Every entry should be transcribed word for word, so that nothing is missing.

(Records excerpted from a collection)

──────────

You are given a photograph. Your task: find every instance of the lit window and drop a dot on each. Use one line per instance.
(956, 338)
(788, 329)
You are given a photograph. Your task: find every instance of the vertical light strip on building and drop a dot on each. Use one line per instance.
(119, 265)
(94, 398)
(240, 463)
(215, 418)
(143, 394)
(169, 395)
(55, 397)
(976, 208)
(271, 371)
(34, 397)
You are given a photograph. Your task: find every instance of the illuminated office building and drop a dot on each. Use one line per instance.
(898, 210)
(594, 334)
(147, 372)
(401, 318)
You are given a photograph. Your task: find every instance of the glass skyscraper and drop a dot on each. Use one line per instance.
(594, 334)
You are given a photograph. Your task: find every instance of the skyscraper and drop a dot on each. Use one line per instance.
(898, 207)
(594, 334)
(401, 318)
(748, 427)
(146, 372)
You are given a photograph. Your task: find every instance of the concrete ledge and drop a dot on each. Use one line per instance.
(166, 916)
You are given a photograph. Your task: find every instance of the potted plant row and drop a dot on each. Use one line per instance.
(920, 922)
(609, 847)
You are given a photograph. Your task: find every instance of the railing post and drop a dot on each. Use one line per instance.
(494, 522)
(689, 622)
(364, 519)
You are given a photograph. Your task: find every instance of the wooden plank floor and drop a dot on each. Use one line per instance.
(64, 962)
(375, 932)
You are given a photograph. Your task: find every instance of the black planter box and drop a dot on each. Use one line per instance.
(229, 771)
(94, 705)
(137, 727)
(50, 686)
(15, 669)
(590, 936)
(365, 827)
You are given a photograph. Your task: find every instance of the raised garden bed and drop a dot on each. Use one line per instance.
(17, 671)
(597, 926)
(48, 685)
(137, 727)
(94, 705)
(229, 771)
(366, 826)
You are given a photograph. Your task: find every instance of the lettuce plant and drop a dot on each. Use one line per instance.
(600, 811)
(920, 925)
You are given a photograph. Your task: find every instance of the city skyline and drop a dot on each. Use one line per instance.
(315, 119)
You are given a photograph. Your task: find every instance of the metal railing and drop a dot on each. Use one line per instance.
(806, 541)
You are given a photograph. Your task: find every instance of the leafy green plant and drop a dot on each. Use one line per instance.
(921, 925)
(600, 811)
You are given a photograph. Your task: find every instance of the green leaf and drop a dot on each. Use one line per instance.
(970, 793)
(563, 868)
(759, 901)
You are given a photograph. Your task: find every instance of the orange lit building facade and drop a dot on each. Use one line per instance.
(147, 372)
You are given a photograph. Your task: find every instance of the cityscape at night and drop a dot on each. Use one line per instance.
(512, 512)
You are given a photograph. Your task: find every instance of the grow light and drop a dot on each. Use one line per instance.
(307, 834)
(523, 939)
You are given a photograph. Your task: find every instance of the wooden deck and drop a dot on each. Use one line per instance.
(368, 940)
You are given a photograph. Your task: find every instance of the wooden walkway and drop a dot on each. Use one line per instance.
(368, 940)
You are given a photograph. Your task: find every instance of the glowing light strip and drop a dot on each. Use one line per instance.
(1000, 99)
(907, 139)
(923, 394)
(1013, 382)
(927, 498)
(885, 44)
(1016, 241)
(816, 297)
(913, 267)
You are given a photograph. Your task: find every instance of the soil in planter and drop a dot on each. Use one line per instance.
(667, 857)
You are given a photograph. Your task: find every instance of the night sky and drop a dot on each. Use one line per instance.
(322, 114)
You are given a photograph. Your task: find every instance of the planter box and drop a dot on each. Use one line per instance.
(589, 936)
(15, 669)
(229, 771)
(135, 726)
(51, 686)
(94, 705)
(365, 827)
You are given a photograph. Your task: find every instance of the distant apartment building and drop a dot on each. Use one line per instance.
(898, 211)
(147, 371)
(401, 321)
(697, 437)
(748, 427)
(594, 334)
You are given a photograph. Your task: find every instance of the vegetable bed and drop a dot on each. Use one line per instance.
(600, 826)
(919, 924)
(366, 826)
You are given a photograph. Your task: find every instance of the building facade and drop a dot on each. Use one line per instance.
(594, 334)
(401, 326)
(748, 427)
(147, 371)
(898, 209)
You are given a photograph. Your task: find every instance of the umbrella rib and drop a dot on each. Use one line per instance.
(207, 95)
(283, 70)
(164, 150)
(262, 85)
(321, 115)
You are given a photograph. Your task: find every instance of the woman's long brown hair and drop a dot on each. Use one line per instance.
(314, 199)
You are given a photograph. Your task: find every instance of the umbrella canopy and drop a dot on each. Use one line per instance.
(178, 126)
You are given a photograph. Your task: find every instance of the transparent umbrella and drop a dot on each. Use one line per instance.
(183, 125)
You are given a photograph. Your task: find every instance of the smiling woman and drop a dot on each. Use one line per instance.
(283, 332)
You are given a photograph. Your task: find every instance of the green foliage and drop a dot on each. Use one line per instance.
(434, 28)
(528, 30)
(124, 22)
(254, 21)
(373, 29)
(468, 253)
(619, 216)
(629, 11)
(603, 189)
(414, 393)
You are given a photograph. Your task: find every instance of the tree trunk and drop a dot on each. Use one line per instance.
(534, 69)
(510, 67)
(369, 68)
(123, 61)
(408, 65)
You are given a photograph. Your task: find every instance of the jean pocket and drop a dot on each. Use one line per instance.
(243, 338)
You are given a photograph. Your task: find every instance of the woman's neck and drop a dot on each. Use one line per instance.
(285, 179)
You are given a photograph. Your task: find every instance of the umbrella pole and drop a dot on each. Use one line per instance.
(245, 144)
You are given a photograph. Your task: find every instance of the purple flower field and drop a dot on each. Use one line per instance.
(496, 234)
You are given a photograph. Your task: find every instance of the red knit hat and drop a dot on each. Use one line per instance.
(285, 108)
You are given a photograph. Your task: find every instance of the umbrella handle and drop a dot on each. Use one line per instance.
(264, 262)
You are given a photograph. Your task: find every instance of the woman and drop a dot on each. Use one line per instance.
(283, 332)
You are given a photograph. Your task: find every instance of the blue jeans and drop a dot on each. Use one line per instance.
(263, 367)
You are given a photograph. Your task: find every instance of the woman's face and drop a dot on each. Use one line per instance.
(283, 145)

──────────

> **Response area**:
You are given a photograph. Your task: find every instance of the lit window and drop a dot on each. Use one line per instance.
(956, 338)
(788, 329)
You are given a photograph. Your task: find every instance of the vertical light strip on building and drop a dot on each. Use one line per instance.
(119, 265)
(94, 398)
(240, 463)
(215, 418)
(143, 394)
(169, 395)
(55, 397)
(976, 208)
(271, 371)
(34, 397)
You are given a photograph. Your task: find every instance of the illuminated office building and drop a dot on each. Use one line per instance.
(898, 210)
(594, 334)
(147, 372)
(401, 318)
You are given a photograph. Your task: find every instance of the glass skyscraper and drop a dot on each. Use one line per instance.
(594, 334)
You are given a photograph. Your task: find every instance of the skyscraper and drop a dot on each. Use one line per instance.
(898, 207)
(594, 334)
(401, 318)
(748, 427)
(146, 372)
You are given a photograph. Your task: find every instance of the concrete ledge and drop a dot on each. Use one line per instance.
(166, 916)
You are given a photograph. Your task: find every instance of the potted plant row and drop a dot on each. Use one line per instance.
(920, 922)
(609, 847)
You are given a photograph. Your task: find every instance of the railing post and drop a dot on each. Use one line per instance.
(494, 522)
(689, 622)
(364, 519)
You are given a photograph. Your task: find every instance of the wooden plank floor and drop a dot on each. Use one line per instance.
(64, 962)
(375, 932)
You are given a photograph. Your task: find every instance of the black planter box and drop a dot on each. Use one line per instance.
(229, 771)
(94, 705)
(137, 727)
(50, 686)
(15, 669)
(590, 936)
(365, 827)
You are given a photograph. Your task: find every instance of the raised garden bed and drop a dot on each. Use one line per instance.
(17, 671)
(597, 926)
(48, 685)
(137, 727)
(94, 705)
(229, 771)
(366, 826)
You are given a photograph. Your task: find every instance of the lettuce plant and drop a dot on each. Use one line per instance.
(600, 811)
(920, 925)
You are given a photograph. Your task: find every instance of the city skyline and drop a dot on each. Use one line per instance.
(315, 119)
You are given a photograph. Your task: find every instance of the metal railing and drop a dot on each. Use one line per instance.
(806, 541)
You are given a photograph. Your task: find every instance of the leafy green plant and drop a dot on each. Use one line per instance.
(921, 925)
(600, 811)
You are given a photograph. Your task: find every instance of the green leaf and drop a dot on each. Use one line per instance.
(970, 793)
(563, 868)
(759, 901)
You are given a photograph. Your task: find every instance of the orange lit building facade and drop a dot on each. Use one line per instance.
(147, 372)
You are given a photograph. Your task: find every instance of the cityscape at night and drop a dot on each. Use one line per instance.
(512, 512)
You are given a photograph. Your task: find every instance of the grow light and drop a dot on each. Use one line per instance.
(307, 834)
(523, 939)
You are given a photograph. Your task: find every instance of the wooden deck and drop a dot on each. Use one line per instance.
(368, 940)
You are given a photograph. Your task: find every instance of the wooden walkway and drop a dot on each. Use one line per instance.
(368, 940)
You are given a photograph. Your task: find every instance of the glowing light strip and drop a dot on each. Use one line per instance.
(1000, 99)
(907, 139)
(923, 394)
(1013, 382)
(927, 498)
(885, 44)
(1016, 241)
(816, 297)
(913, 267)
You are given a photograph. Your task: find every instance of the soil in planter and drop a dot on each. Use one line per instance.
(667, 857)
You are given a photograph. Your task: find every instance of the night sky and drop a dot on each. Use one line per instance.
(322, 114)
You are given a photograph. Your task: find every instance of the planter box and drop a dot on each. Use one line per instance.
(589, 936)
(15, 669)
(229, 771)
(135, 726)
(51, 686)
(94, 705)
(365, 827)
You are given a photograph. Your task: find every instance of the distant apartment building and drop a dot on each. Use one line per instance.
(898, 211)
(147, 371)
(401, 321)
(697, 437)
(748, 427)
(594, 334)
You are given a photograph. Your task: find every instance of the vegetable bed and drop a dot on each. Use one line per instance.
(600, 826)
(919, 924)
(366, 826)
You are given a photograph. Your task: find every instance of the building facade and drop a dot on each. Use one line per instance.
(594, 334)
(401, 326)
(748, 427)
(147, 371)
(898, 209)
You are given a photograph. Your task: find every instance of the umbrella rib and drop a dot on each. Use one line per instance.
(207, 95)
(283, 70)
(164, 150)
(262, 85)
(321, 115)
You are given a photograph. Your task: find every instance of the woman's long brown hair and drop a dot on each. Use one line per instance.
(314, 199)
You are given a photograph. Your task: find every instance of the umbrella canopy and drop a dot on each. Use one line per instance.
(178, 126)
You are given a photograph. Your task: find every instance of the transparent umbrella and drop a dot on each. Use one line per instance.
(183, 125)
You are given a photograph. Your task: find every instance of the smiling woman and drop a dot on each. Use one line per instance.
(283, 332)
You are given a photograph. Your task: find every instance of the green foliage and drop a dot on each. Use one line per instance.
(434, 28)
(528, 30)
(124, 22)
(254, 21)
(373, 29)
(468, 253)
(619, 216)
(629, 11)
(603, 189)
(414, 393)
You are given a photograph. Your task: find every instance of the tree trunk and drop a dot on each. Use one line per instance.
(534, 69)
(510, 67)
(369, 68)
(123, 61)
(408, 65)
You are given a photograph. Your task: find every instance of the jean pocket and drop a dot on each. Use one line per instance.
(243, 338)
You are given a photograph. Your task: find every instance of the woman's neck and drop a dot on each. Use one line per instance.
(285, 179)
You are given a photograph. Your task: find every instance of the umbrella pole and drop a dot on each. Use one line per instance.
(245, 144)
You are given a photograph. Your task: find every instance of the purple flower field and drop a dot on each. Use one line per instance.
(496, 234)
You are given a photograph. Your task: find every instance of the red knit hat and drop a dot on each. Use one line per instance.
(285, 108)
You are given a photograph. Your task: find every instance of the umbrella handle and drop a dot on each. Use one line per instance.
(264, 262)
You are given a photograph. Your task: find every instance of the woman and drop a dot on each. Use one line per instance.
(283, 332)
You are given a photograph. Your task: find every instance of the blue jeans and drop a dot on each. Use one line per instance.
(263, 367)
You are given a photograph. Your task: find every instance of the woman's face and drop a dot on each. Use one line per instance.
(283, 145)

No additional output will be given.